# CONSIGNE
Recopiez fidèlement toutes les lignes des données ci-dessous, en laissant les images de côté.

# DONNÉES SOURCES
+-------+

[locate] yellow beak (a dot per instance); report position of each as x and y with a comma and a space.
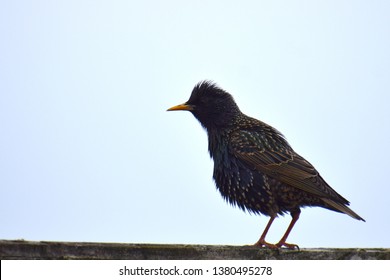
181, 107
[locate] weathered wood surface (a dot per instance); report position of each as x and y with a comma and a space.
31, 250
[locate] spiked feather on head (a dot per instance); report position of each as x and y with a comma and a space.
254, 166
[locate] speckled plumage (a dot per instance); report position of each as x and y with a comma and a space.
254, 166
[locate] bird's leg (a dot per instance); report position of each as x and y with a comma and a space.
282, 242
261, 242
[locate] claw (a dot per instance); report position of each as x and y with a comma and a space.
287, 245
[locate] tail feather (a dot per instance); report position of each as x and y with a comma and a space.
342, 208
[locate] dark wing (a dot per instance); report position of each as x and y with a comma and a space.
268, 152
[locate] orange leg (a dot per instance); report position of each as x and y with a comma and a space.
282, 242
261, 242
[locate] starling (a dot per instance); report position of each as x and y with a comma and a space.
254, 166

+-------+

# TÂCHE TERMINÉE
[locate] yellow beak (a dot per instance); report position of each as x and y with a comma and a space.
181, 107
[locate] weathered wood surface (a dot per instance); report position of each as x and y with a comma and a space.
31, 250
[locate] spiked feather on head (a dot per instance); report position of each as x and y with a comma and a space.
254, 166
[locate] speckled plumage (a dot per instance); report position of each as x and y with a comma and a space.
254, 166
[locate] bird's leg (a dot per instance); report position of each as x and y with a comma and a space.
282, 242
261, 242
[locate] claw (a dot per instance); report position of each as x and y with a comma and a space.
287, 245
[locate] tail feather (a dot per instance); report position of each as x and y with a comma and a space.
342, 208
[locate] dark wing (a dot per instance); report position of each as x and y with a comma and a space.
268, 152
[locate] orange leg (a dot per instance); report position of each as x and y with a comma and a space.
282, 242
261, 242
[locate] starling (a dot per instance); report position of each as x and y with a comma and a space.
254, 166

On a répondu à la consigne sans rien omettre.